Extrait fourni:

»»

États-Unis : en provoquant la Chine, Donald Trump sait-il ce qu’il fait ?
En esquissant un dialogue direct avec Taïwan avant même son entrée en fonction, le futur président américain s’est attiré les foudres de Pékin. Dangereuse provocation ou risque parfaitement calculé ?
Des bombardiers chinois H-6K armés d’ogives nucléaires affolent les radars de l’armée taïwanaise. Leurs missions se sont intensifiées ces dernières semaines au-dessus du détroit de Formose, qui sépare Taïwan et la Chine continentale. Ces appareils poussent également plus loin, vers les bases d’Okinawa, au Japon, où se trouve la plus importante garnison américaine à l’étranger. Huit chasseurs F-15 japonais les prennent en chasse. L’armée taïwanaise est en état d’alerte…
Ceci n’est plus un scénario de guerre-fiction mais une réalité, dont l’Académie stratégique de l’université Renmin (à Pékin) vient de se faire l’écho : Donald Trump, s’inquiète-t-elle, va jouer la carte de l’indépendance taïwanaise pour affaiblir la Chine. Et, pour commencer, va soutenir militairement Taipei. Ce think tank proche du Parti communiste chinois se fonde évidemment sur le fameux coup de fil du 3 décembre au cours duquel Trump a échangé avec Tsai Ing-wen, la présidente taïwanaise, avant de publier des tweets peu amènes à l’égard de Pékin. Non content d’avoir sidéré les cercles diplomatiques et suscité l’ire des Chinois, Trump a provoqué un nouveau coup de tonnerre en déclarant une semaine plus tard sur la chaîne Fox News : « Je ne veux pas que la Chine me dicte ma conduite. Et je ne vois pas pourquoi nous serions liés à la politique d’une Chine unique. »
En prononçant ces mots, le futur président remet en question quarante ans de diplomatie américaine. Taïwan est de facto séparé de la Chine depuis la fin de la guerre civile, qui, en 1949, vit les troupes nationalistes de Jiang Jieshi (Tchang Kaï-chek), défaites par Mao, se réfugier sur « l’île rebelle ». Trois décennies plus tard, à l’initiative de Richard Nixon, les États-Unis finirent par reconnaître la Chine communiste et par rompre leurs relations diplomatiques avec Taipei. Depuis 1979 et jusqu’à cette sortie de Trump, aucun président américain n’avait donc parlé – officiellement du moins – à un dirigeant taïwanais, s’en tenant à la politique d’une « Chine unique ». Un sujet particulièrement sensible pour Pékin, qui considère Taïwan comme partie intégrante de son territoire, susceptible d’être reprise par la force. Dans les couloirs d’ordinaire feutrés du Palais du peuple, on évoque en effet de plus en plus ouvertement la possibilité d’un retour de l’île dans le giron communiste. Il arrive même qu’on cite 2019 comme date butoir pour une réunification.

««

Données brutes:

»»

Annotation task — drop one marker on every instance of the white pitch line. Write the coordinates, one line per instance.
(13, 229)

««

Énoncé du problème: En vous appuyant sur l'extrait consacré à Donald Trump et à Taïwan, expliquez en une à trois phrases pourquoi les propos de Trump remettent en question « quarante ans de diplomatie américaine ». Les données constituent un matériau indépendant de l'extrait.

Réponse complète: À l'initiative de Richard Nixon, les États-Unis avaient reconnu la Chine communiste et rompu leurs relations diplomatiques avec Taipei, puis s'en étaient tenus à la politique d'une « Chine unique ». Depuis 1979, aucun président américain n'avait donc parlé officiellement à un dirigeant taïwanais. Trump rompt avec cette ligne en échangeant avec la présidente taïwanaise Tsai Ing-wen et en déclarant ne pas voir pourquoi les États-Unis seraient liés à cette politique.